WHAT IS ASKED: Copy every entry below word for word, keeping each line unchanged.

SUPPLIED ENTRIES:
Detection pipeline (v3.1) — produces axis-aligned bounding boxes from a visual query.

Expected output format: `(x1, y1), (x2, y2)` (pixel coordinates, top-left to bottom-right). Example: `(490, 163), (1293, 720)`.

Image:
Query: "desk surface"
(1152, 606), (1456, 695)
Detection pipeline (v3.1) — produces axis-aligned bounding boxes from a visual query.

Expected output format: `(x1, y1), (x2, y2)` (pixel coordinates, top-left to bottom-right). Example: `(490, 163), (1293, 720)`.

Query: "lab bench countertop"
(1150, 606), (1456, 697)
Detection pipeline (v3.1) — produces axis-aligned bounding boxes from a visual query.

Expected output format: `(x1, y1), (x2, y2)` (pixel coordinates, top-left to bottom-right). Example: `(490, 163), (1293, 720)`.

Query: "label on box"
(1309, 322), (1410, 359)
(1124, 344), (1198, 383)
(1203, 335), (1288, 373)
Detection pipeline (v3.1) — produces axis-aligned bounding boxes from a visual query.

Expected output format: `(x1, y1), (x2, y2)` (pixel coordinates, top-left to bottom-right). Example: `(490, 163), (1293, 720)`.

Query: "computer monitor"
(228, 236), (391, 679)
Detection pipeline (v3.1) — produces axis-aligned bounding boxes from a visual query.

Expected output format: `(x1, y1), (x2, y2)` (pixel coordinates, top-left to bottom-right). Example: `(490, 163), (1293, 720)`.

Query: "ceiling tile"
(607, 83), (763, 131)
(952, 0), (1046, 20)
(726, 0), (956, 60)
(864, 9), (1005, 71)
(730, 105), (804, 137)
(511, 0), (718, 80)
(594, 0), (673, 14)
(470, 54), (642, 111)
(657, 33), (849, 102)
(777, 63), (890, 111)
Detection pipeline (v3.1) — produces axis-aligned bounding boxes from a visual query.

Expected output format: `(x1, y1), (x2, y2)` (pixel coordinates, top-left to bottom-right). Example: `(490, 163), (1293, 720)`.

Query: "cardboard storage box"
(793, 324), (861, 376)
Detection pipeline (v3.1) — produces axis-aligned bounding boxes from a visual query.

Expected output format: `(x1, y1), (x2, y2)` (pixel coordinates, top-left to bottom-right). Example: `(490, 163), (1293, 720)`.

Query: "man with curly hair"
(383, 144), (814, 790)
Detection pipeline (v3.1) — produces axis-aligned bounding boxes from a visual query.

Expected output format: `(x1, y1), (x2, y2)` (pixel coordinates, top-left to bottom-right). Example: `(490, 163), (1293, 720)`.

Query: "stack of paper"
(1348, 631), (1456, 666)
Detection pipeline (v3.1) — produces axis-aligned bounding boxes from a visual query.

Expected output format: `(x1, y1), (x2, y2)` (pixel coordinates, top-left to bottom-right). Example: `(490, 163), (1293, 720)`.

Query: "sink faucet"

TASK ANSWER:
Detection pipeline (v3.1) — produces axis-aligned bounding boxes from a visual query.

Expected output format: `(x1, y1), (x2, y2)` (pixel coordinates, top-left to bottom-right). Example: `(490, 163), (1293, 720)`.

Image:
Query: "desk surface"
(1152, 606), (1456, 695)
Detection pipeline (v3.1) — produces axis-aligned bounding boxes from a visual query.

Expected output format: `(x1, y1), (x2, y2)` (pixel coordinates, top-left to bottom-right). Example: `(490, 163), (1293, 720)`.

Query: "lab bench countertop"
(1150, 606), (1456, 697)
Detection pipeline (v3.1) — produces axis-aligned bounding boxes from a visual query.

Expected output format: `(x1, y1), (x2, y2)` (pixel coordinates, top-left to bottom-right). Example: `(490, 163), (1293, 720)`.

Query: "label on box"
(1309, 322), (1410, 359)
(1124, 344), (1198, 383)
(1203, 335), (1288, 373)
Detection pipeline (v3.1) — produces axis-aligned bounding boxes from a visual query.

Expected output format: `(x1, y1), (x2, y2)` (pixel coordinates, top-left to bottom-right). Example: `(490, 163), (1293, 720)`.

Query: "computer monitor"
(228, 236), (391, 679)
Detection pipeline (v3.1) — produces axis-aligned bounding boxes from a visual query.

Expected output format: `(x1, y1), (x2, y2)` (pixel coordinates, top-left to bottom-right). Example: `(490, 163), (1293, 720)`.

Query: "ceiling tile"
(607, 83), (763, 131)
(952, 0), (1046, 20)
(726, 0), (956, 60)
(864, 9), (1005, 71)
(730, 105), (804, 137)
(511, 0), (718, 80)
(594, 0), (673, 14)
(470, 54), (642, 111)
(657, 33), (849, 102)
(777, 63), (890, 111)
Detection pipeline (v3.1) — produces axis-aligned bounding boxes from a visual query.

Expected output format: `(x1, y1), (x2, y2)` (pixel coordinates, top-left to bottom-right). Example: `(490, 163), (1293, 720)`.

Query: "cardboard storage box"
(793, 324), (861, 376)
Detection pipeline (v3.1) — produces axis-aligned bounding boxes from a visual query.

Expected output format: `(x1, y1), (x2, y2)` (pixel coordinates, top-left to bottom-right). Example: `(490, 163), (1293, 720)`.

Query: "man with curly hair"
(383, 144), (814, 790)
Detection pipeline (v3.1) — produces axis-aligned bounding boxes from a visual query.

Expected output format: `(x1, y1), (x2, y2)` (pixel coordinates, top-left to bottom-right). Example: `(490, 163), (1293, 720)`.

Query: "stack of paper"
(1348, 631), (1456, 666)
Detection pipeline (v3.1) — produces axis-aligned bounding boxes from a visual query.

Expected output format: `(x1, y1), (x2, y2)` (pixel coordinates, top-left to bottom-right). Example: `(490, 163), (1293, 720)`.

Query: "sink faucet"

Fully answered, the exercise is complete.